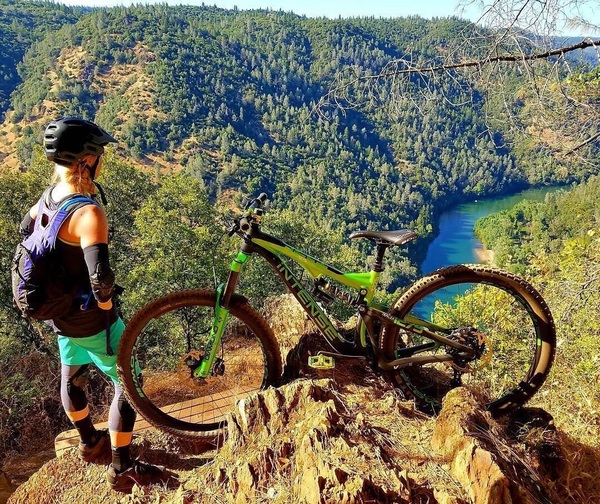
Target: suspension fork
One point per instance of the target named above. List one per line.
(222, 301)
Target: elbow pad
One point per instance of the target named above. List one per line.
(25, 228)
(102, 278)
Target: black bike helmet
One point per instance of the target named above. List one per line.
(69, 139)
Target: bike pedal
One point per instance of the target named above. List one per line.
(321, 362)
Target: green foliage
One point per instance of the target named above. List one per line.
(241, 88)
(175, 230)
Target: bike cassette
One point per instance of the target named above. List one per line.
(187, 364)
(321, 361)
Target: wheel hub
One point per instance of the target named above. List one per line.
(478, 342)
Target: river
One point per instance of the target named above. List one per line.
(456, 242)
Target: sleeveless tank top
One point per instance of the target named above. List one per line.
(84, 318)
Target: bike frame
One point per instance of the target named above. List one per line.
(273, 250)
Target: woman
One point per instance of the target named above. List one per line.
(91, 329)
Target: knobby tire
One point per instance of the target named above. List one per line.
(166, 338)
(515, 320)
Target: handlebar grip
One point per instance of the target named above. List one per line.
(244, 225)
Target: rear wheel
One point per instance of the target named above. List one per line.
(165, 341)
(498, 314)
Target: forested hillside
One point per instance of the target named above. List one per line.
(229, 97)
(557, 243)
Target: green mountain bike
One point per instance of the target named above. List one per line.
(186, 358)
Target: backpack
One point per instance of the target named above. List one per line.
(40, 289)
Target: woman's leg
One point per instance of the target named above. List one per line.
(74, 400)
(121, 421)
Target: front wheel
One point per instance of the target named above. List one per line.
(165, 341)
(499, 314)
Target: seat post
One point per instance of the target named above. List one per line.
(381, 248)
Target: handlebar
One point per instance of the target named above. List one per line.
(253, 210)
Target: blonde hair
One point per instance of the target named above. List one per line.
(78, 175)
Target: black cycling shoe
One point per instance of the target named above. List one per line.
(138, 473)
(97, 448)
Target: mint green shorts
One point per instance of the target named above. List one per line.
(92, 350)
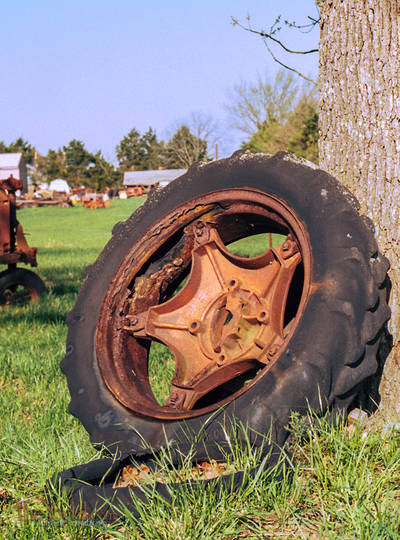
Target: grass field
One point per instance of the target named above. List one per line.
(345, 483)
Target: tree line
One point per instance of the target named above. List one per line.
(273, 115)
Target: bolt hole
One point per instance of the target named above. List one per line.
(228, 318)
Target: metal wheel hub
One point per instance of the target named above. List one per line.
(229, 322)
(215, 340)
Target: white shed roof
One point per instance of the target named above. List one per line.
(10, 161)
(151, 177)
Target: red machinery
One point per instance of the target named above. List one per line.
(16, 284)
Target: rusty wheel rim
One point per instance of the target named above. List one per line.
(231, 320)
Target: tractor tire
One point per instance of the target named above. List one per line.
(20, 286)
(308, 344)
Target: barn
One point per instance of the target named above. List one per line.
(14, 164)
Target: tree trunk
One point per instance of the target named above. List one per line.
(359, 66)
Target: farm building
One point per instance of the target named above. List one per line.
(148, 179)
(14, 164)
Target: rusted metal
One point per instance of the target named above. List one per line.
(13, 245)
(230, 319)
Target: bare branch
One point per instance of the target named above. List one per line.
(288, 67)
(265, 35)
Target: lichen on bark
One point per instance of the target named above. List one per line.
(359, 66)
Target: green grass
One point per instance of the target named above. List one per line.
(344, 484)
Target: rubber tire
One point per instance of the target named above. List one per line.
(333, 349)
(22, 276)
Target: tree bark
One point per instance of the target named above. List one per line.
(359, 65)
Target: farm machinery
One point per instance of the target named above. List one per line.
(17, 285)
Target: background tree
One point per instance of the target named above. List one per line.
(287, 121)
(77, 162)
(101, 174)
(140, 152)
(256, 105)
(50, 166)
(184, 148)
(19, 145)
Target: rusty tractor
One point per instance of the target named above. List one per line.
(17, 285)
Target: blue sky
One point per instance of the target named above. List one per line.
(94, 69)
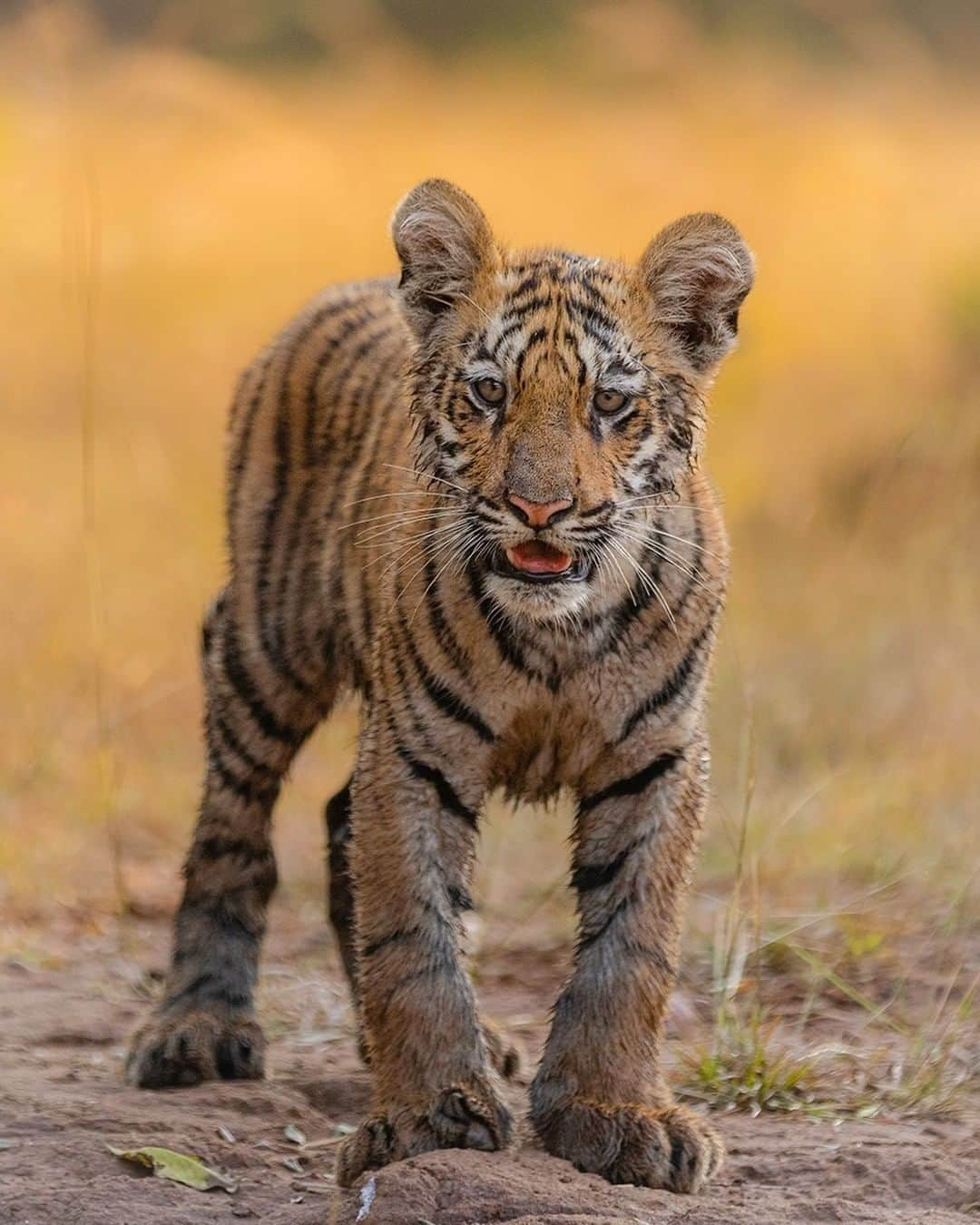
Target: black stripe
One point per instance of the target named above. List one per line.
(233, 742)
(394, 937)
(247, 790)
(500, 631)
(217, 847)
(594, 876)
(245, 689)
(444, 631)
(632, 786)
(587, 941)
(447, 797)
(536, 337)
(440, 693)
(671, 688)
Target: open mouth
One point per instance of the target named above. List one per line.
(533, 561)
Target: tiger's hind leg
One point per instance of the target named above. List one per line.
(205, 1026)
(504, 1054)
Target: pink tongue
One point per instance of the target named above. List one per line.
(535, 557)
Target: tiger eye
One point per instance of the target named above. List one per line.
(490, 391)
(609, 401)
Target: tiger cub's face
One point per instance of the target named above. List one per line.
(557, 398)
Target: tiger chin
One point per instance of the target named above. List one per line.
(473, 495)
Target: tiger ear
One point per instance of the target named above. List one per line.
(444, 241)
(697, 272)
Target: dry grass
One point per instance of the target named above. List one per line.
(161, 217)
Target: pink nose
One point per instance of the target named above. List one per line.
(538, 514)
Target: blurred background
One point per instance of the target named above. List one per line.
(177, 178)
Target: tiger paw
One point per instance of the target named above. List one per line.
(195, 1046)
(457, 1117)
(671, 1148)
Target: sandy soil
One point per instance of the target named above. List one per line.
(64, 1021)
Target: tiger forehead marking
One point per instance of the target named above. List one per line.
(550, 381)
(475, 499)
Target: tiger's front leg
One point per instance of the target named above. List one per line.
(599, 1099)
(414, 822)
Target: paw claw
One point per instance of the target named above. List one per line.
(671, 1148)
(192, 1047)
(455, 1119)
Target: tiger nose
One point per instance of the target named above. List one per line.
(538, 514)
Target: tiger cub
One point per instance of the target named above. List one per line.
(475, 497)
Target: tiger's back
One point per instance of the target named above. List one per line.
(318, 433)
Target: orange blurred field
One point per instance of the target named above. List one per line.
(163, 214)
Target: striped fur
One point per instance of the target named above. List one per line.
(369, 517)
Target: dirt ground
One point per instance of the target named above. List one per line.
(65, 1015)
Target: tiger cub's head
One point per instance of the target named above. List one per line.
(557, 398)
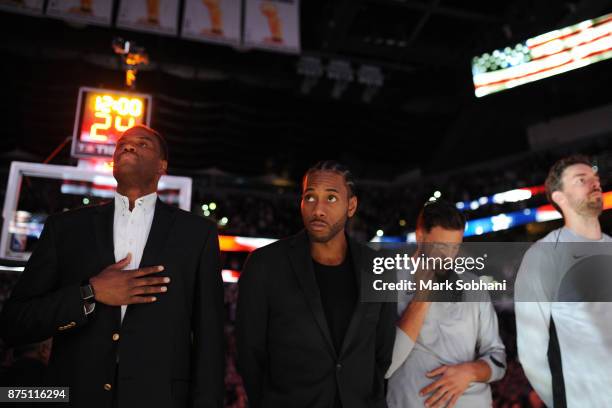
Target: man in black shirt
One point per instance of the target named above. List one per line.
(304, 338)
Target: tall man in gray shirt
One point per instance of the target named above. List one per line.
(445, 353)
(564, 346)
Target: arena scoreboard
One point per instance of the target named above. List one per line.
(102, 115)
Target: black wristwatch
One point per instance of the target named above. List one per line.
(87, 292)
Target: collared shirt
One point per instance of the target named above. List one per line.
(131, 229)
(583, 330)
(452, 333)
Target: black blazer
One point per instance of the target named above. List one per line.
(171, 352)
(285, 351)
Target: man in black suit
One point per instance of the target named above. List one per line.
(123, 334)
(304, 337)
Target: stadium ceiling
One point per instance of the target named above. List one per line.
(246, 111)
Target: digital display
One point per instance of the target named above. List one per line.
(543, 56)
(102, 116)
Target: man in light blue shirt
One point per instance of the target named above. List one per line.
(445, 353)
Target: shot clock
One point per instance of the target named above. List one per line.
(102, 115)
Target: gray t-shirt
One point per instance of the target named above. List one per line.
(452, 333)
(583, 329)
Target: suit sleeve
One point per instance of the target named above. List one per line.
(39, 308)
(208, 382)
(385, 339)
(251, 327)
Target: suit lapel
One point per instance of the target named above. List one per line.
(151, 256)
(360, 307)
(301, 262)
(160, 229)
(103, 231)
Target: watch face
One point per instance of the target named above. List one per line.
(86, 292)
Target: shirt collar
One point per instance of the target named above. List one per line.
(146, 203)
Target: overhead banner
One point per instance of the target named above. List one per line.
(155, 16)
(273, 25)
(97, 12)
(30, 7)
(216, 21)
(543, 56)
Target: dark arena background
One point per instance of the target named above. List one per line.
(394, 89)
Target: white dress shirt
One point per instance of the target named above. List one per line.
(131, 229)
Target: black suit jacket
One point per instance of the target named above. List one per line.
(285, 351)
(171, 352)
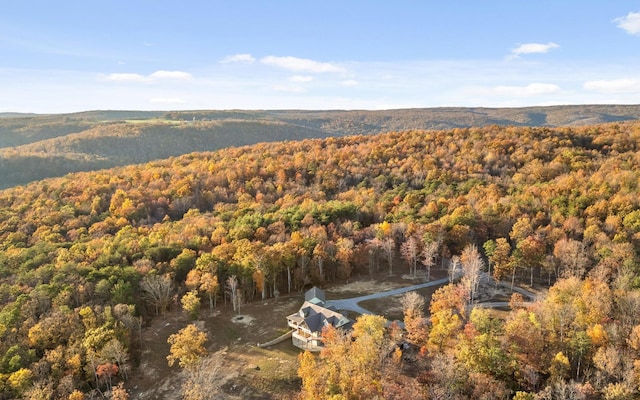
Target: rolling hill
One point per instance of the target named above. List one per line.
(41, 146)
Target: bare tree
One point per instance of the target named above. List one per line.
(388, 246)
(232, 290)
(429, 254)
(472, 266)
(410, 251)
(454, 268)
(158, 290)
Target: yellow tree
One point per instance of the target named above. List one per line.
(187, 347)
(191, 304)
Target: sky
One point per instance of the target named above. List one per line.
(68, 56)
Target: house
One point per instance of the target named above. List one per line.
(314, 314)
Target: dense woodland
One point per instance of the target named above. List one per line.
(88, 259)
(34, 147)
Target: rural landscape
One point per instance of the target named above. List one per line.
(336, 200)
(164, 271)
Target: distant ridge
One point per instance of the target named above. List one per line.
(33, 147)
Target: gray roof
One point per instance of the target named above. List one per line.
(315, 295)
(317, 317)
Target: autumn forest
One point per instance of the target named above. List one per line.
(89, 259)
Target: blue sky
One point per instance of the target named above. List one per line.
(66, 56)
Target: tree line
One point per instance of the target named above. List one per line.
(86, 260)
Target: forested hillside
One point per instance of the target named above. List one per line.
(36, 147)
(87, 258)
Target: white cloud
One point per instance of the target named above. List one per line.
(301, 78)
(243, 58)
(170, 75)
(532, 89)
(300, 64)
(166, 100)
(126, 78)
(156, 76)
(289, 89)
(630, 23)
(613, 86)
(533, 48)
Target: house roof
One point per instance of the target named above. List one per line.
(316, 317)
(315, 295)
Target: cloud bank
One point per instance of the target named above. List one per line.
(296, 64)
(630, 23)
(156, 76)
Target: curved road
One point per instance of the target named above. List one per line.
(352, 303)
----
▶ **PROBLEM TO WORK ON**:
In the data above, which lines lie between the line with "Target: barn" and the line with "Target: bare branch", inclusive? Print those lines exactly and nothing else.

▶ **EXERCISE ANSWER**:
Target: barn
One point per instance of the target named above. List one per line.
(14, 164)
Target: tree trunk
One point per instance of the target named above. List one per line.
(359, 66)
Target: farm building
One point per instance of the target named above. List one per line.
(148, 179)
(14, 164)
Target: rusted metal
One point per instance of the target named above. List one per line.
(13, 245)
(230, 319)
Target: bare branch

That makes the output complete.